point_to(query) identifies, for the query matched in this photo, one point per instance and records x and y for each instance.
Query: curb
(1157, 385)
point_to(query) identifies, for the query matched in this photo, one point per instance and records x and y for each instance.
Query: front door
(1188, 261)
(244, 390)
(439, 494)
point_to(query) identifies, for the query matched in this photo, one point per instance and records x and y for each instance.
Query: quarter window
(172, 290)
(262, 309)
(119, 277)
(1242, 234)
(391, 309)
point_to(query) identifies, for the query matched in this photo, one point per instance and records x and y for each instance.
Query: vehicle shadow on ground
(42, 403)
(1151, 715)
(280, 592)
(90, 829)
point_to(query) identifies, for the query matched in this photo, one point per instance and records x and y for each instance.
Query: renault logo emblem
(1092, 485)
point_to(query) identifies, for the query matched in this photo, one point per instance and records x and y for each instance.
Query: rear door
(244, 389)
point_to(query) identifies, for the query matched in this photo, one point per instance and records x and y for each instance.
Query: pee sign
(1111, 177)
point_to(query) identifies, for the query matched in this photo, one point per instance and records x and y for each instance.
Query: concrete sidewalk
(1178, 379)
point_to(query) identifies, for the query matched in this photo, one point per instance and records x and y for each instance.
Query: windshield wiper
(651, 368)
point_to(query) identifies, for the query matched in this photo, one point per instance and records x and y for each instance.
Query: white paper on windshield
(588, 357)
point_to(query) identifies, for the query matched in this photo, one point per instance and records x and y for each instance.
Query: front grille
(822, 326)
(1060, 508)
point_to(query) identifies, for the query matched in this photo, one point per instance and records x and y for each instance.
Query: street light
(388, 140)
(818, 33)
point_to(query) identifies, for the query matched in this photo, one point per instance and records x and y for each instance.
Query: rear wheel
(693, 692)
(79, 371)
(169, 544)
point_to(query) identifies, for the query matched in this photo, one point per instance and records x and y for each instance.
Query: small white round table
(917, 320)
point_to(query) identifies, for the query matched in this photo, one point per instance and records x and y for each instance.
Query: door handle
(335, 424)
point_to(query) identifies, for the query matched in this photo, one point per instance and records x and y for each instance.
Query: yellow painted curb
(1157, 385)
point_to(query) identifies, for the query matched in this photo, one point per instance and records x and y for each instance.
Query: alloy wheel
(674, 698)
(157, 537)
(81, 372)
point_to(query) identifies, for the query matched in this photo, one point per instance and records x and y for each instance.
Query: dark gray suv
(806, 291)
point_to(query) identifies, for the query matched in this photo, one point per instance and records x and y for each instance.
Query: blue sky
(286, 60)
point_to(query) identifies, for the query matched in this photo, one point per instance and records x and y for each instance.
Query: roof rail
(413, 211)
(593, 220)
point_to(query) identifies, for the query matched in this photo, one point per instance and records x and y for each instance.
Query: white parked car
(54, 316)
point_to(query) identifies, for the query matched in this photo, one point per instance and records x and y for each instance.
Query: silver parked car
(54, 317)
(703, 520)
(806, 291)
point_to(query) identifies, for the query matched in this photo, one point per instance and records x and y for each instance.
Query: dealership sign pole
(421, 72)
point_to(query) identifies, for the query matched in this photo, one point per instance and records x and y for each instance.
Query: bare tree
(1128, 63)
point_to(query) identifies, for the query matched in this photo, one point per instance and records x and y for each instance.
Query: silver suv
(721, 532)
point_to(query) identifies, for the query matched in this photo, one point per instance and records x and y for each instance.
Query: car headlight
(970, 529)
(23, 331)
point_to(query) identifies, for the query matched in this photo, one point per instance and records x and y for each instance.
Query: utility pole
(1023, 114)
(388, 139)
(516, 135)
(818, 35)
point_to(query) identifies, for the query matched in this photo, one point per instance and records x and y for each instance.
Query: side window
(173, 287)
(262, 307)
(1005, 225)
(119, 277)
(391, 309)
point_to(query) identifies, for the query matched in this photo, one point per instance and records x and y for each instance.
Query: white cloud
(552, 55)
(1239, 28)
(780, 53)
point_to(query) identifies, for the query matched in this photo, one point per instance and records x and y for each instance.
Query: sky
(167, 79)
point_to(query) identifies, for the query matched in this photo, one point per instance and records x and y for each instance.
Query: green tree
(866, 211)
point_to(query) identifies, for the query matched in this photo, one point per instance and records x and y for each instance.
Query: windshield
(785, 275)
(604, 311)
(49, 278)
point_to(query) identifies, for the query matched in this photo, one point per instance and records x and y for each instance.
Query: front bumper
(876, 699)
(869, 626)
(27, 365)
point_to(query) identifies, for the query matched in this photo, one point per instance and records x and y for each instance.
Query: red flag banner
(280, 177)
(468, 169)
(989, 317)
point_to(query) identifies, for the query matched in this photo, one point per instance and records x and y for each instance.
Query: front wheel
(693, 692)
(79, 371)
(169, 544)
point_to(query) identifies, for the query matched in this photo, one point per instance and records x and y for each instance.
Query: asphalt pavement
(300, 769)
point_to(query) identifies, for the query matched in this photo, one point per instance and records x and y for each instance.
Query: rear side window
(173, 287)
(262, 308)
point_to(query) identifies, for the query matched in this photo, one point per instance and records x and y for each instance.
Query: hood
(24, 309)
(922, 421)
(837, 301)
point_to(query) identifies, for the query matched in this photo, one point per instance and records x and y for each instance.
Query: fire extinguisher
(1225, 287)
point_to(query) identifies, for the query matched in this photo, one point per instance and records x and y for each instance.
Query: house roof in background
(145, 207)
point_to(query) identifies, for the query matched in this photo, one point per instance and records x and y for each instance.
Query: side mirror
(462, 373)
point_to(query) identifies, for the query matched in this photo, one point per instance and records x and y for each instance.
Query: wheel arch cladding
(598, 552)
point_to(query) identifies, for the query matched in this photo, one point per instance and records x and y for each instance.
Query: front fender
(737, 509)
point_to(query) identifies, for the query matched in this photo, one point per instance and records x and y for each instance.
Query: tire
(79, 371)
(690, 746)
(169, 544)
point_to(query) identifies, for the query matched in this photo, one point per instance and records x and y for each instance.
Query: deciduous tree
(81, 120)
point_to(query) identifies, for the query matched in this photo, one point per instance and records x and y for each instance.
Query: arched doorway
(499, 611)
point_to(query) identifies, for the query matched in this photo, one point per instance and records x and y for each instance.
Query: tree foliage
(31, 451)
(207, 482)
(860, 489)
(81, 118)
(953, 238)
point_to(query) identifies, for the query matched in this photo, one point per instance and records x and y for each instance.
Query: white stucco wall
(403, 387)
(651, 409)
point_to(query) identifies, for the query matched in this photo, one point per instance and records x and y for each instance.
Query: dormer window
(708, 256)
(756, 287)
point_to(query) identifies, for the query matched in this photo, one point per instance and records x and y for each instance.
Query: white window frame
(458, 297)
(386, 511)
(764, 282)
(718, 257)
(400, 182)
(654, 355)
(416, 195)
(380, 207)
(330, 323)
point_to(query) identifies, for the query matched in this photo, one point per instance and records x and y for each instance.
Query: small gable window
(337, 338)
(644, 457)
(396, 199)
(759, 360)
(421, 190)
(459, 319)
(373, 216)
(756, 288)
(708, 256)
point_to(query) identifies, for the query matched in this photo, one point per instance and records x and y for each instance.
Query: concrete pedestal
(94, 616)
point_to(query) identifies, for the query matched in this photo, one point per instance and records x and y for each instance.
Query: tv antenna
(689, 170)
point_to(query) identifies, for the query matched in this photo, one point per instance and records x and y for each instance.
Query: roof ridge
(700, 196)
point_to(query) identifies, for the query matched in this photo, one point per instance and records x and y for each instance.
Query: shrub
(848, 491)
==============================
- **Problem statement**: Return the listing above in its entirety, word for word.

- **Solution for this problem**:
point_to(query) identifies, for the query matched in this photo, one point per instance and records x and y for each instance.
Query: curb
(1157, 385)
point_to(query) identifies, for the query matched in this photo, one point per instance and records x and y for each instance.
Query: front door
(1188, 261)
(244, 390)
(439, 494)
point_to(query) identifies, for the query matched in this photo, one point per instance and records x and y for each instance.
Query: quarter window
(172, 290)
(262, 309)
(119, 277)
(1242, 234)
(391, 309)
point_to(query) identifies, for the query matched in this photo, one point per instance and records x and y for each instance.
Query: vehicle shadow on ground
(42, 403)
(1151, 715)
(280, 592)
(90, 829)
point_to(query) identifies, for the query matched in this photo, one point per instance and records x and y for each instance.
Query: renault logo emblem
(1092, 485)
point_to(query) identifies, for the query matched in this photo, one point per instance and records x and y for each instance.
Query: rear door
(244, 389)
point_to(query) identifies, for the query matched in this photo, one point per instance and records x and y for each instance.
Query: pee sign
(1111, 177)
point_to(query) identifies, for the query matched in this photo, one point per instance and records x and y for each instance.
Query: concrete sidewalk
(1178, 379)
point_to(query) identifies, for the query matched in this photo, one point per instance and records x and y for each instance.
Query: windshield wiper
(651, 368)
point_to(query) identifies, for the query matched in this photo, one point per instance and records x and y for each instance.
Query: white paper on windshield
(588, 357)
point_to(query) identifies, for the query matched in this photo, one point per instance and records x and y for each instance.
Query: front grille
(822, 326)
(1060, 508)
point_to(query) identifies, for the query matched in this photo, one point per instance and records x and y for each instance.
Query: street light
(388, 140)
(818, 33)
point_to(query) identifies, for the query matched in this photo, one point per instance and records x and y for each instance.
Query: rear wheel
(693, 692)
(79, 371)
(169, 544)
point_to(query) identifies, for the query matched in this photo, one point per instance and records x and y for each instance.
Query: small white round table
(917, 320)
point_to(query) identifies, for the query matched in this photo, one point per instance and records x and y for each instance.
Query: door handle
(335, 424)
point_to(query) identifies, for the query matched in this photo, one point per instance and records x and y for each instance.
Query: yellow painted curb
(1157, 385)
point_to(query) identifies, for the query matched in this photo, one point per instance and records x and y for each instance.
Query: alloy wheel
(674, 698)
(157, 537)
(81, 372)
point_to(query) identifies, for the query matched in this photo, one point per instance and records x and y for each instance.
Query: dark gray suv
(806, 291)
point_to(query) identifies, for the query matched in this photo, one point per instance and records x and y for each instance.
Query: blue sky
(286, 60)
point_to(query) identifies, for the query matched in this photo, one point per instance and records x and y for each instance.
Query: roof rail
(413, 211)
(593, 220)
point_to(query) identifies, for the query matched in this photo, one point per instance and records x and y for each instance.
Query: white parked car
(54, 316)
point_to(query) identifies, for the query matched in this photo, one point per instance and records x and y for each instance.
Query: silver parked car
(54, 317)
(703, 520)
(806, 291)
point_to(query) identifies, for the query matched in this photo, one point per instance and records x and y for each instance.
Query: dealership sign pole
(421, 72)
point_to(query) identifies, for the query matched in this photo, one point per instance and records x and y for each instance.
Query: bare tree
(1128, 63)
point_to(query) identifies, for the query matched in this photo, one point per instance and records x and y for each instance.
Query: silver suv
(721, 532)
point_to(query) identifies, for the query matched in this photo, one point per instance and records x and y for each instance.
Query: car headlight
(970, 529)
(23, 331)
point_to(query) identifies, for the query matched in this photo, one point per instance and records x and y for each instance.
Query: utility pole
(1023, 114)
(388, 139)
(516, 135)
(818, 35)
point_to(query) identifies, for the query matched in this photo, one point per instance and records x and y for each instance.
Query: side window
(173, 287)
(262, 307)
(1005, 225)
(119, 277)
(391, 309)
point_to(query) identifies, for the query matched in this photo, one point per instance and records x and y for each instance.
Query: white cloud
(552, 55)
(1239, 28)
(780, 53)
point_to(query) identifies, for the query matched in this photo, one point per instance and records x and y for each instance.
Query: sky
(167, 79)
point_to(query) identifies, for the query matched in this photo, one point per instance and records x and y for each instance.
Query: green tree
(866, 211)
point_to(query) identifies, for the query matched in this photo, one point per instance and records x and y for each instance.
Query: windshield
(785, 275)
(604, 311)
(49, 278)
point_to(query) identifies, for the query matched in this photo, one point per instance and records x and y for each instance.
Query: front bumper
(876, 699)
(869, 626)
(27, 365)
point_to(query) identifies, for the query matched in this photo, one point per instance and records x and y for each instance.
Query: red flag banner
(280, 177)
(468, 169)
(989, 317)
point_to(query) identifies, for the query matched in this photo, one point per instance and records x and y for each instance.
Query: front wheel
(693, 692)
(79, 371)
(169, 544)
point_to(query) identifies, for the query matched in this photo, one point per instance and records x and y for each instance.
Query: asphalt pavement
(300, 769)
point_to(query) identifies, for the query matched in this photo, one point per instance and records x and y for each instance.
Query: rear side window
(173, 287)
(262, 308)
point_to(query) identifies, for the query matched in this photo, one point per instance and records x and y for each instance.
Query: hood
(24, 309)
(922, 421)
(837, 301)
point_to(query) identifies, for the query matched in this photo, one point per instance and records x and y for each instance.
Query: fire extinguisher
(1225, 287)
point_to(query) identifies, for the query matched in this photo, one point per instance and records x and y for each instance.
Query: house roof in background
(145, 207)
point_to(query) identifies, for the query matched in this photo, one point per instance and records x and y for each instance.
Query: side mirror
(462, 373)
point_to(query) identifies, for the query matched in this photo, one point per instance and records x and y for each instance.
Query: wheel arch cladding
(598, 552)
point_to(query) identifies, for the query matched in this photo, one point per instance and records x and y for each instance.
Query: front fender
(737, 509)
point_to(query) identifies, for the query matched in this photo, one point per instance and records x and y for each instance.
Query: tire
(79, 371)
(690, 746)
(169, 544)
point_to(query) identifies, for the query matched in this photo, one point per instance and records x and y for each instance.
Query: deciduous tree
(81, 120)
point_to(query) identifies, for the query matched in this photo, one point per instance and records x and y for each instance.
Query: arched doorway
(499, 611)
point_to(query) identifies, for the query matched in this photo, one point per instance and records x and y for each instance.
Query: tree foliage
(31, 451)
(207, 482)
(860, 489)
(81, 118)
(953, 238)
point_to(query) identifies, for the query matched in this photo, one point per instance and records x and y for each instance.
Query: white stucco wall
(403, 387)
(651, 409)
point_to(query) identifies, for the query matched in this photo, one point per instance and records x and y for each instance.
Query: dormer window
(708, 256)
(756, 287)
point_to(query) identifies, for the query matched in this photo, one point per instance and records x and y for each instance.
Query: white window frame
(458, 297)
(386, 511)
(764, 282)
(718, 257)
(400, 182)
(654, 355)
(416, 195)
(380, 207)
(330, 323)
point_to(query) identifies, for the query matched in this photo, one point per instance and records x and y for each instance.
Query: small gable window
(337, 338)
(644, 457)
(396, 199)
(759, 360)
(421, 190)
(459, 319)
(373, 216)
(756, 288)
(708, 256)
point_to(query) identifies, for the query matched in this photo, one point per instance and records x and y for each instance.
Query: concrete pedestal
(94, 616)
point_to(query) identifies, for the query matched in this photo, one point per instance and records x and y for each instance.
Query: tv antenna
(689, 170)
point_to(query) identifies, for the query matched in this photo, one point per instance and records x and y for each instance.
Query: roof ridge
(700, 196)
point_to(query) identifies, for the query matched in this photo, one point per instance and records x and y for each instance.
Query: shrub
(848, 491)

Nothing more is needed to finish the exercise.